§ **TO DO**: Transcribe precisely those lines of the listing that fall between the line containing "the goat ear" and the last line, inclusive of both.

Lines of data
====================
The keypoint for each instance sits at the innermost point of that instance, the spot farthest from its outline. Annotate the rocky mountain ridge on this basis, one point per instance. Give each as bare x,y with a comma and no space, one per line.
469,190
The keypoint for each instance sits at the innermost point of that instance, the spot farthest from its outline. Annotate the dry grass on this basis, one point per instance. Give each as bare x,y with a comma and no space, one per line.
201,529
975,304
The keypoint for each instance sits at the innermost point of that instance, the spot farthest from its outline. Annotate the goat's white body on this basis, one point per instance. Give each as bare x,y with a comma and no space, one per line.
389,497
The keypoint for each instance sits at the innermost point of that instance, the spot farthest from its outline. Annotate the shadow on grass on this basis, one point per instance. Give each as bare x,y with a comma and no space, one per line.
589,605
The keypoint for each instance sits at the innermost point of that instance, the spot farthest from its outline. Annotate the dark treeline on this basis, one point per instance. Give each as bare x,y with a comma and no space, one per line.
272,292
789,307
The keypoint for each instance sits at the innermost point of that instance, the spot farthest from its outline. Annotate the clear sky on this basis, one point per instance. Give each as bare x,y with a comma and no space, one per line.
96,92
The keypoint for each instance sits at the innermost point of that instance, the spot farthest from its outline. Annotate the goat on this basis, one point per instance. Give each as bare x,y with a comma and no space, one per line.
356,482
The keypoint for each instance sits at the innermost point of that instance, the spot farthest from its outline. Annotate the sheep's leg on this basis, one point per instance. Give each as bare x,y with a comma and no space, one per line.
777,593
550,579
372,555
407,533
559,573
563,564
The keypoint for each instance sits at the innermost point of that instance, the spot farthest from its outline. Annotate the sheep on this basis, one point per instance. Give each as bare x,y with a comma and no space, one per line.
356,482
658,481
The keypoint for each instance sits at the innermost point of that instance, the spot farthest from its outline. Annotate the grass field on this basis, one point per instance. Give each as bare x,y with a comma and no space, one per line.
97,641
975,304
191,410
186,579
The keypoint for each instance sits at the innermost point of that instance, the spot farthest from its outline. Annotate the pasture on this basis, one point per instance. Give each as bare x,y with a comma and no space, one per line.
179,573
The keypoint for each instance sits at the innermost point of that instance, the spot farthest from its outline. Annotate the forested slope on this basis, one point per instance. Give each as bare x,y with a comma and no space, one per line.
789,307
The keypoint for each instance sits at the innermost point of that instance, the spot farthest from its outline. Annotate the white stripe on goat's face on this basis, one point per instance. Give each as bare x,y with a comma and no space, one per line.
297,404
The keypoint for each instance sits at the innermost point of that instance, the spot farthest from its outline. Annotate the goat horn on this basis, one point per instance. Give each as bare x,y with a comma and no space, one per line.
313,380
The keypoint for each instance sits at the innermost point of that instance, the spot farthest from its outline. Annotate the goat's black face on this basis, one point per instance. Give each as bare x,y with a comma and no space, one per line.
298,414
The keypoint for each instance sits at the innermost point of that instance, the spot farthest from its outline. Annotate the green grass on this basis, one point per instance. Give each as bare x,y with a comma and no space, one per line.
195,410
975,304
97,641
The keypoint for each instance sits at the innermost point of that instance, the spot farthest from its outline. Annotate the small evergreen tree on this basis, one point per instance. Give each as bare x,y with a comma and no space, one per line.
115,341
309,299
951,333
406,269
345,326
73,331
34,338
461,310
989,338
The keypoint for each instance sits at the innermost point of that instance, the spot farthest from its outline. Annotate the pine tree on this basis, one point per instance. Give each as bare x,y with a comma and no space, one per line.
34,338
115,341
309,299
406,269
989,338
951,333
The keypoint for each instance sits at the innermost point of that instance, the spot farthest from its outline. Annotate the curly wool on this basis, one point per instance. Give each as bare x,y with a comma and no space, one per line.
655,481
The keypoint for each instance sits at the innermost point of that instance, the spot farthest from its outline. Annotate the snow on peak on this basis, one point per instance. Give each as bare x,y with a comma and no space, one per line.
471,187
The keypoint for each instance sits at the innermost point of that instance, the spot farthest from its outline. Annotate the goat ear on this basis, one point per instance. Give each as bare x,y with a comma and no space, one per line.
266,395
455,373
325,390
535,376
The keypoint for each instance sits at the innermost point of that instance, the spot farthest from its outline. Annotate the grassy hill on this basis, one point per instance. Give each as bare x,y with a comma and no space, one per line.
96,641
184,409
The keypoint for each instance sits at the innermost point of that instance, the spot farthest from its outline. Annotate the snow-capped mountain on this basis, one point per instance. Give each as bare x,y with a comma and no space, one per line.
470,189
====================
§ **ANSWER TO THIS PROBLEM**:
The keypoint for each instance sits at the innermost point of that instance, the spot farthest from its outline. Annotate the goat ear on this basis, one point per instance. Give each as bare x,y with a comma and no space, one per line.
266,395
455,373
325,390
535,376
The keypoint for each instance sits at the innermost point of that instance, the spot farthest from its outline. Annotate the grassy hill on this basis, one point per instance. Give each as bare x,y with a comma and no space, one per line.
96,641
184,409
The keypoint for each instance sits at the innermost point of that instance, the spot farthest from its outline. Annotate the snow-capped mountain on this basis, one point per instance. Give each as bare x,y with a comma and no space, one per line.
470,189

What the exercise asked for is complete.